WHAT TO WORK ON:
Transcribe verbatim every line from the line containing "Could you please point out the grey" to the end of the entries, including both endpoints. Output nothing beyond those lines.

LISTED ENTRIES:
---+---

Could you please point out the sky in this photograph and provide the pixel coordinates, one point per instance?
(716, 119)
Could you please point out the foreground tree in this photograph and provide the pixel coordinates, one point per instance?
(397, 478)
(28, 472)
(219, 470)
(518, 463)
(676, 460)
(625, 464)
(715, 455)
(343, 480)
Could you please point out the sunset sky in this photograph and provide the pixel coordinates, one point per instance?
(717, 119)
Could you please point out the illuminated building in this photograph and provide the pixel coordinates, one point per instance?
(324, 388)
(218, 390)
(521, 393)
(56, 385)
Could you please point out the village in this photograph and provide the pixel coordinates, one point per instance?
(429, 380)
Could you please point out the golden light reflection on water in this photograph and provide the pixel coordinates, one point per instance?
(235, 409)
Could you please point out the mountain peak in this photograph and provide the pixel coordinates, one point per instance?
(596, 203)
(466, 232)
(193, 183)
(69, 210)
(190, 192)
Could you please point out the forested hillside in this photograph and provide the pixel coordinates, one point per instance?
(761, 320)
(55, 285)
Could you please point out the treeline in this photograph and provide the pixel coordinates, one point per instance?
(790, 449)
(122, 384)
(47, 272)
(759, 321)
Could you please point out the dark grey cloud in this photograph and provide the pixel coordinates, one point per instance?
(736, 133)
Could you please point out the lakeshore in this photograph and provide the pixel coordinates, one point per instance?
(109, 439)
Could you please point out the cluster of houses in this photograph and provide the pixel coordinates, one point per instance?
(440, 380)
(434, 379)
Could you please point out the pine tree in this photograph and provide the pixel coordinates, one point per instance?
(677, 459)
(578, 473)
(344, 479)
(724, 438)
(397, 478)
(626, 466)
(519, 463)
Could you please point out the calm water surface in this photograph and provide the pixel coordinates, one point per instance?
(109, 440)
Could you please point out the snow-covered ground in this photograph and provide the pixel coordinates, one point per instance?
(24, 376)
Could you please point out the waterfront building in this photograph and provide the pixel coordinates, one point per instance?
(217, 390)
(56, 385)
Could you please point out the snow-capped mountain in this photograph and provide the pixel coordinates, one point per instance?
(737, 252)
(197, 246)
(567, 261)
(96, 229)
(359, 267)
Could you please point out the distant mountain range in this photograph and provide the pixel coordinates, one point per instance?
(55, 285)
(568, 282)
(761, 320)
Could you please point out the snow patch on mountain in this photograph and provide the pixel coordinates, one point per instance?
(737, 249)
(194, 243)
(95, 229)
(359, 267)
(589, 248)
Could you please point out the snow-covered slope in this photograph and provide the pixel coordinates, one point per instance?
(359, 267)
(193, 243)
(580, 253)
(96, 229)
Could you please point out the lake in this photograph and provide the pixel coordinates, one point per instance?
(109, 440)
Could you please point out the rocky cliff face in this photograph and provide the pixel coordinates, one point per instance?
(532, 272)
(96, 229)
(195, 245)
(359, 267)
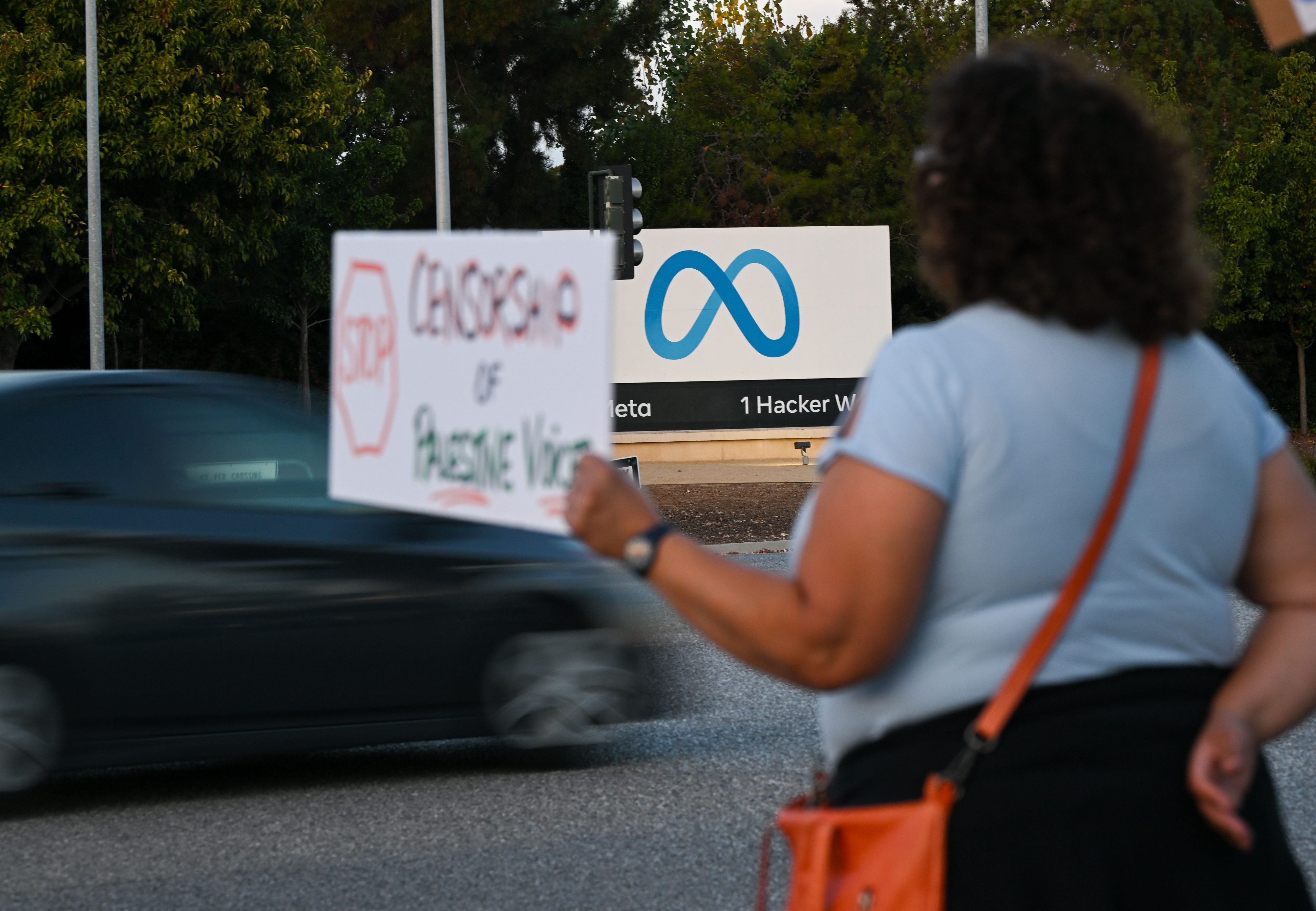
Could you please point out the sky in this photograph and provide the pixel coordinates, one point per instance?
(817, 11)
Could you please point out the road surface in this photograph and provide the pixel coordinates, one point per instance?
(668, 817)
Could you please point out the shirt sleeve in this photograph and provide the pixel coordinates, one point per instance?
(1272, 433)
(907, 422)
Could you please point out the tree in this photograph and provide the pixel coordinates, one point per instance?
(349, 195)
(522, 76)
(213, 116)
(1263, 209)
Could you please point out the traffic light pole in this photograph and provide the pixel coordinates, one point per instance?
(981, 28)
(95, 269)
(443, 199)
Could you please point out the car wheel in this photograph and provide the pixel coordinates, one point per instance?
(30, 728)
(560, 689)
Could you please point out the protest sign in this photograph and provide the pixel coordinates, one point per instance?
(470, 372)
(1286, 22)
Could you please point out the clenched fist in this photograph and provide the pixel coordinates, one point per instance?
(606, 510)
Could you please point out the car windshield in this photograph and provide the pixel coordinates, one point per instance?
(234, 448)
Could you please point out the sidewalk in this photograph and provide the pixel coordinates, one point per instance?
(728, 473)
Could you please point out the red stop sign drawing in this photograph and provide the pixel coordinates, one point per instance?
(365, 355)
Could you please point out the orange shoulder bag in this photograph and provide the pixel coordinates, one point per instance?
(893, 857)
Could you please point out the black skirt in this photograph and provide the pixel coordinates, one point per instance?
(1084, 805)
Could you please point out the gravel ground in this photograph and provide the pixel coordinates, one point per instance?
(724, 514)
(667, 818)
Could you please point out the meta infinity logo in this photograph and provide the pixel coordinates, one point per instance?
(724, 293)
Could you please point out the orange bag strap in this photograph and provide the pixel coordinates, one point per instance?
(984, 732)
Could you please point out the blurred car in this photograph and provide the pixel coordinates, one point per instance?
(176, 584)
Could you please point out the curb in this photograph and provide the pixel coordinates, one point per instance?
(751, 547)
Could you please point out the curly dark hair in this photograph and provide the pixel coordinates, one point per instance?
(1050, 189)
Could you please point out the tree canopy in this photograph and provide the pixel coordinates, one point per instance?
(238, 135)
(215, 116)
(522, 76)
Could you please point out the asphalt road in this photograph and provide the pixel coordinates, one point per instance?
(667, 817)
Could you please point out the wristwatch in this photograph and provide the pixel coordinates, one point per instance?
(639, 552)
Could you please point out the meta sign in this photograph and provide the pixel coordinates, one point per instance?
(470, 372)
(748, 328)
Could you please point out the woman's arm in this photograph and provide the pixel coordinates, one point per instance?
(855, 597)
(1275, 686)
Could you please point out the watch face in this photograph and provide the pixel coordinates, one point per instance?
(638, 552)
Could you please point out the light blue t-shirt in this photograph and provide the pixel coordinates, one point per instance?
(1018, 424)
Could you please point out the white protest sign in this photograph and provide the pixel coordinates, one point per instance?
(470, 372)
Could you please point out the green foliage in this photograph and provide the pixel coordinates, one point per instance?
(772, 123)
(216, 119)
(520, 74)
(1263, 210)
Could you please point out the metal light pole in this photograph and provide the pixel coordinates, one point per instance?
(95, 270)
(443, 198)
(981, 28)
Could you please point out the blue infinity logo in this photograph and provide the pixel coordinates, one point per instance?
(724, 293)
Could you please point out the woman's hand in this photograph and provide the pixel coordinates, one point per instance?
(1221, 769)
(606, 510)
(856, 593)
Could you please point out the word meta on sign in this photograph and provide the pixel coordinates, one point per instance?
(497, 378)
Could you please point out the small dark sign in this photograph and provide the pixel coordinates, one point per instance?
(732, 405)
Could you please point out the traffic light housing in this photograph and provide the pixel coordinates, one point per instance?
(617, 193)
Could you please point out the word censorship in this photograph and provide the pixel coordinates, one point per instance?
(469, 302)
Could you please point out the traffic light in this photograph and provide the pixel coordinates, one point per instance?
(617, 211)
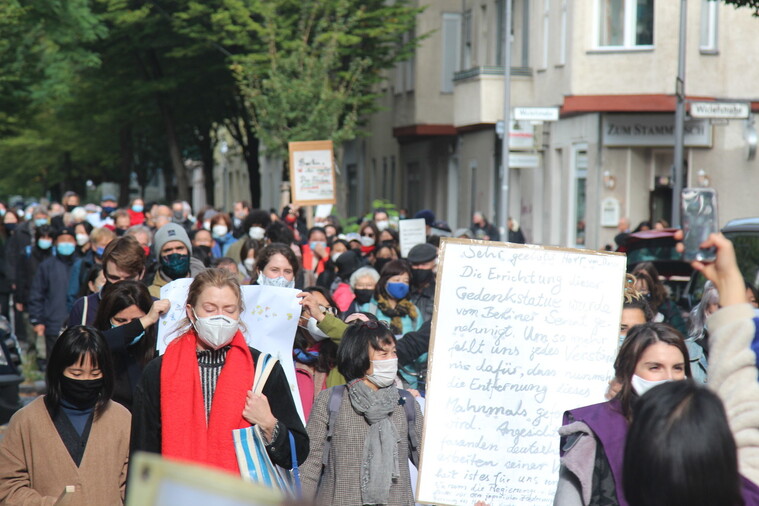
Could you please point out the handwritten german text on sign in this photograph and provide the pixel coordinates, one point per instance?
(520, 334)
(312, 174)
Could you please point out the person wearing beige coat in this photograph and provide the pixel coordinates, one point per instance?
(74, 436)
(35, 465)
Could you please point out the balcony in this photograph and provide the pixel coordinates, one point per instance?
(478, 94)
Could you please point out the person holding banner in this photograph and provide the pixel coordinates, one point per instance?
(190, 399)
(366, 437)
(592, 438)
(390, 301)
(684, 445)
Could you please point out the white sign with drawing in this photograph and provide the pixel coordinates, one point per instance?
(268, 323)
(520, 334)
(411, 233)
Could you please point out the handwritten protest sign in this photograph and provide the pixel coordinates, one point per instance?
(269, 323)
(520, 334)
(312, 174)
(411, 233)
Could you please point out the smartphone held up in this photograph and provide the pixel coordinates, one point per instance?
(699, 220)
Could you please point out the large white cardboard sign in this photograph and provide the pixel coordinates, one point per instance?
(521, 333)
(270, 320)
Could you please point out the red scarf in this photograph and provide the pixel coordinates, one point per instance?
(185, 434)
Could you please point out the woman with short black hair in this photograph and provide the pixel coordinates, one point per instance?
(390, 301)
(366, 439)
(73, 435)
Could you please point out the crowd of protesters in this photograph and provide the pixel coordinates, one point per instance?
(82, 284)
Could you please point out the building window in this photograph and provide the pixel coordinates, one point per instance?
(466, 60)
(578, 198)
(563, 34)
(451, 50)
(626, 23)
(708, 39)
(546, 31)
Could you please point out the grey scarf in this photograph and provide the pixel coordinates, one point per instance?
(379, 463)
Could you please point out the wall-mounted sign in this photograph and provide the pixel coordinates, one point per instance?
(653, 130)
(726, 110)
(537, 113)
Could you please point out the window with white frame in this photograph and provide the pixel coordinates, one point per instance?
(467, 36)
(708, 38)
(563, 35)
(625, 23)
(546, 31)
(451, 50)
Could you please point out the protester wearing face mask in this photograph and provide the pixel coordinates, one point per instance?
(127, 316)
(28, 265)
(369, 237)
(423, 260)
(315, 255)
(47, 296)
(390, 301)
(313, 351)
(221, 231)
(277, 265)
(123, 260)
(367, 448)
(73, 435)
(99, 239)
(174, 257)
(189, 399)
(591, 467)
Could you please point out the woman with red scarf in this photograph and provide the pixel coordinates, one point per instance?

---+---

REPLY TO THE TASK:
Could you please point out the grey scarf in this photograph and provide the pixel coordinates, one point per instance?
(379, 463)
Could you please point out the wall-mounted sign in this photograph and provide the pixel coordinates, one point per instance?
(653, 130)
(726, 110)
(537, 113)
Could you please point out the window with white frame in this photograph and provide the pixel coordinates, one point per instance?
(467, 36)
(708, 38)
(563, 35)
(625, 23)
(546, 31)
(451, 50)
Could you please point out the protester wearing face mask in this photograph and provide the pixel coordinates, one point per instance?
(127, 316)
(28, 265)
(369, 237)
(423, 260)
(315, 255)
(47, 296)
(390, 301)
(313, 351)
(221, 231)
(277, 265)
(123, 260)
(367, 448)
(73, 435)
(99, 239)
(174, 257)
(189, 399)
(591, 467)
Could you please point out the woman with red scarf in this photograph and provide the pixel coordinates, one point per instance?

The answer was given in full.